═════ Passage provided ═════

This step splits the laz files into small tiles that can be easily processed for the following steps.

In [None]:
# S3 Retile laz files
# base image: laserfarm

grid_retile = {
    'min_x': float(param_min_x),
    'max_x': float(param_max_x),
    'min_y': float(param_min_y),
    'max_y': float(param_max_y),
    'n_tiles_side': int(param_n_tiles_side),
    }

retiling_input = {
    'setup_local_fs': {
        'input_folder': conf_local_path_split,
        'output_folder': conf_local_path_retiled,
        },
    'set_grid': grid_retile,
    'split_and_redistribute': {},
    'validate': {},
    }

os.makedirs(conf_local_path_retiled, exist_ok=True)
tiles = []

for file in split_laz_files:
    base_name = os.path.splitext(os.path.basename(file))[0]
    retile_record_filename = os.path.join(
        conf_local_path_retiled,
        f'{base_name}_retile_record.js',
        )
    if not os.path.isfile(retile_record_filename):
        print(f'Retiling {file}')
        retiler = Retiler(file, label=file).config(retiling_input)
        retiler.run()
    else:
        print(
            f'Skipping retiling of {file} because {retile_record_filename} already exists'
            )
    # load filenames from retile record
    with open(retile_record_filename, 'r') as f:
        retile_record = json.load(f)
    tiles += retile_record['redistributed_to']

print(tiles)

### (4) Unique tiles

Ensure that the list of tiles contains no duplicates. This is necessary because the above step might return duplicates. If no splitting is used, this cell can be merged with the above one. 

In [None]:
# S4 Unique tiles
# base image: vanilla

unique_tiles = list(set(tiles))

print(unique_tiles)

### (5) Extract features from tiles

Run the feature extraction for each tile. The features are extracted using [laserchicken](https://github.com/eEcoLiDAR/laserchicken).

In [None]:
# S5 Extract features
# base image: laserfarm

feature_files = []

for i, tile in enumerate(unique_tiles):
    grid_feature = {
        'min_x': float(param_min_x),
        'max_x': float(param_max_x),
        'min_y': float(param_min_y),
        'max_y': float(param_max_y),
        'n_tiles_side': int(param_n_tiles_side),
        }

    feature_extraction_input = {
        'setup_local_fs': {
            'input_folder': conf_local_path_retiled,
            'output_folder': conf_local_path_targets,
            },
        'load': {'attributes': [param_attribute]},
        'normalize': 1, #Normalization step is merged into the feature extraction step here
        'apply_filter': {
            'filter_type': param_filter_type,
            'attribute': param_attribute,
            'value': [int(param_apply_filter_value)],
            #ground surface (2), water (9), buildings (6), artificial objects (26), vegetation (?), and unclassified (1)

═════

#### [Tasks for this exercise]
**a.** Rescale the rows starting with the line that contains "Note: spot the wooden" and going on through the last line of the rows, both ends included, and give only those lines. Repeat every line, but multiply each point coordinate by 0.3 and round it to a whole number, rounding halves up. Leave the pictures out.
**b.** Supply the next part of the laserfarm notebook, starting right after the last line shown.

═════ Given data ═════

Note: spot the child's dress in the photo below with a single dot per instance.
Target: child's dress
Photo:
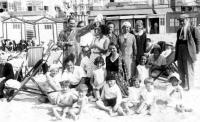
(99, 77)
(176, 97)
(143, 73)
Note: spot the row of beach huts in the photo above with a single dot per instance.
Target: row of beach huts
(40, 28)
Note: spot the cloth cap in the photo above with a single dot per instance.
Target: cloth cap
(139, 24)
(148, 80)
(53, 66)
(183, 16)
(82, 87)
(175, 75)
(169, 43)
(128, 24)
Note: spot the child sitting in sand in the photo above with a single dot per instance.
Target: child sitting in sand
(142, 71)
(111, 97)
(64, 100)
(147, 98)
(134, 96)
(78, 107)
(98, 77)
(176, 93)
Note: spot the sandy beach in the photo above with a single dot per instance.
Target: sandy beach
(25, 107)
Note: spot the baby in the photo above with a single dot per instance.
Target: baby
(175, 94)
(134, 97)
(78, 107)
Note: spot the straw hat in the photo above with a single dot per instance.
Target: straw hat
(175, 75)
(126, 23)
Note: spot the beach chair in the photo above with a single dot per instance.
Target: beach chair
(169, 68)
(29, 76)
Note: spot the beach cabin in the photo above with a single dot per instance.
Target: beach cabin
(48, 29)
(16, 29)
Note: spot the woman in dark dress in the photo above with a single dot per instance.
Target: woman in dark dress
(115, 66)
(140, 35)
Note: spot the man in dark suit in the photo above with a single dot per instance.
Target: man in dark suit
(187, 46)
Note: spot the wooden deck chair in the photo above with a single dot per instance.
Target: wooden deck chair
(29, 76)
(170, 66)
(34, 54)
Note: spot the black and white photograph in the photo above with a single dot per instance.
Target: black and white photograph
(99, 60)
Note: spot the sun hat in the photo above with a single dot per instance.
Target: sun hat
(175, 75)
(82, 87)
(139, 24)
(169, 43)
(183, 16)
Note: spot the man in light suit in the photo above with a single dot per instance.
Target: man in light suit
(187, 46)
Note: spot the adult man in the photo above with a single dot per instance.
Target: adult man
(111, 35)
(187, 46)
(68, 37)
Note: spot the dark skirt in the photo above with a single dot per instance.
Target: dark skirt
(123, 84)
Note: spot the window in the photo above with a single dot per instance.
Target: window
(162, 2)
(30, 8)
(46, 8)
(162, 21)
(193, 21)
(16, 26)
(171, 22)
(176, 22)
(47, 27)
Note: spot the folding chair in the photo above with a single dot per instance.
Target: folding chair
(29, 76)
(170, 66)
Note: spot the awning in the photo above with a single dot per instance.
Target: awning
(122, 12)
(163, 10)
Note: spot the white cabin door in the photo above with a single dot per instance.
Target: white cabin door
(46, 32)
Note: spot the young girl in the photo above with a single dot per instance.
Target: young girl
(147, 98)
(134, 96)
(98, 76)
(78, 107)
(175, 93)
(111, 97)
(142, 72)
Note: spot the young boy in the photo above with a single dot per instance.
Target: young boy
(98, 77)
(111, 97)
(175, 93)
(134, 96)
(78, 107)
(147, 98)
(64, 100)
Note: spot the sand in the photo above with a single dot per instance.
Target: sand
(26, 108)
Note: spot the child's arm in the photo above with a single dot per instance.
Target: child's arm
(83, 104)
(119, 100)
(92, 81)
(52, 84)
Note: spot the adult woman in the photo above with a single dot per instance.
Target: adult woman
(115, 65)
(128, 49)
(100, 43)
(140, 36)
(156, 61)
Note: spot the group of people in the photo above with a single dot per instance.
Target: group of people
(104, 66)
(117, 71)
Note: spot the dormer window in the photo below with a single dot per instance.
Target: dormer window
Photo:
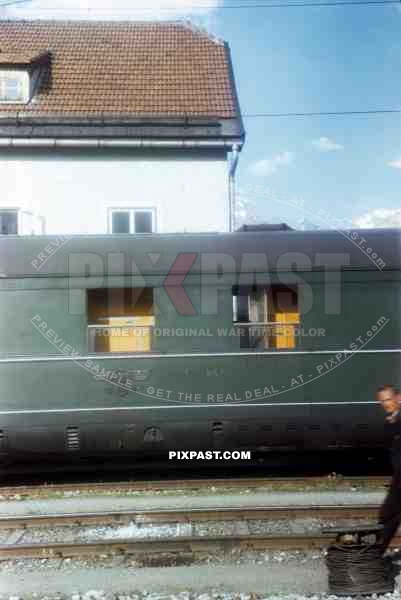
(14, 86)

═════

#### [Answers for the exercise]
**a.**
Note: spot the wooden deck chair in the photo above with a single dot per instance.
Target: wooden deck chair
(9, 23)
(51, 20)
(10, 16)
Note: spot the black and white photograph in the photo above with a single dot per instance.
Target: black and white photograph
(30, 18)
Note: spot the sun hat in the photo above with a single dot per instance.
Target: sun hat
(53, 23)
(25, 26)
(42, 7)
(51, 13)
(55, 5)
Note: spot the man in light suit in the photo above with a single dot per instance.
Target: man in light suit
(56, 14)
Note: spot the adult man in the photo above with a single dot per instance.
Target: adult man
(33, 11)
(56, 14)
(20, 11)
Note: spot the dark skirt in the photo above with a single dot per instance.
Target: dark skirt
(37, 25)
Note: spot the window in the photo above with a single dot per instance.
Target: window
(49, 1)
(9, 2)
(14, 2)
(49, 6)
(58, 6)
(5, 8)
(51, 7)
(53, 7)
(14, 8)
Note: spot the folding chair in the photo above with a single dot per instance.
Target: folding chair
(9, 23)
(51, 20)
Note: spot the awning in the photo above with a single dot per instance.
Target: awning
(37, 4)
(49, 3)
Note: spot the white cabin door in the photo above with a single dot per instance.
Target: white cabin door
(14, 10)
Note: spot the young girl in the photo above with a single dot per instance.
Target: young girl
(44, 29)
(40, 29)
(29, 23)
(23, 32)
(53, 28)
(33, 29)
(43, 22)
Note: spot the young boy in the photo above with a single dot per instance.
Target: young boy
(29, 23)
(33, 29)
(53, 28)
(40, 29)
(23, 32)
(44, 29)
(19, 30)
Note: spot the sand in the photo above with a single dot per instance.
Target: sand
(8, 32)
Note: spot the child's arm in the photo above with a single dot per instance.
Target: child's arm
(25, 31)
(36, 30)
(28, 24)
(16, 25)
Note: spot the adult woman in the photo above with a single dot per instance.
Target: adult woman
(35, 20)
(38, 15)
(30, 13)
(42, 11)
(47, 18)
Note: spot the group of people in the photo above with a single dot per instance.
Target: group of people
(31, 20)
(35, 21)
Note: spot the dormer window in the photo below with a single dot per instance.
Target: dormer window
Photo:
(4, 26)

**b.**
            },
        'generate_targets': {
            'tile_mesh_size': float(param_tile_mesh_size),
            'validate': True,
            'validate_precision': float(param_validate_precision),
            **grid_feature
            },
        'extract_features': {
            'feature_names': [param_feature_name],
            'volume_type': 'cell',
            'volume_size': float(param_tile_mesh_size),
            },
        'export_targets': {
            'attributes': [param_feature_name],
            'multi_band_files': False,
            },
        }
    idx = (tile.split('_')[1:])

    target_file = os.path.join(
        conf_local_path_targets, param_feature_name, tile + '.ply'
        )
    print(target_file)

    if not os.path.isfile(target_file):
        print(f'Extracting features from {tile} ({i + 1} of {len(unique_tiles)})')
        processing = DataProcessing(tile, tile_index=idx, label=tile).config(
            feature_extraction_input
            )
        processing.run()
    else:
        print(
            f'Skipping features extraction for {tile} ({i + 1} of {len(unique_tiles)}) because {target_file} already exists'
            )

    feature_files.append(target_file)

print(feature_files)

### (6) Save GeoTIFF

Generate a GeoTIFF containing the extracted features. This merges all tiles into one file. 

In [None]:
# S6 Save GeoTIFF
# base image: laserfarm

print(feature_files)

geotiff_export_input = {
    'setup_local_fs': {
        'input_folder': conf_local_path_targets,
        'output_folder': conf_local_path_geotiff,
        },
    'parse_point_cloud': {},
    'data_split': {
        'xSub': 1,
        'ySub': 1,
        },
    'create_subregion_geotiffs': {
        'output_handle': 'geotiff'
        },
    }

writer = (
    GeotiffWriter(
        input_dir=param_feature_name,
        bands=param_feature_name,
        label=param_feature_name,
        )
    .config(geotiff_export_input)
    )
writer.run()

geotiff_file_local = os.path.join(
    conf_local_path_geotiff, f'geotiff_TILE_000_BAND_{param_feature_name}.tif',
    )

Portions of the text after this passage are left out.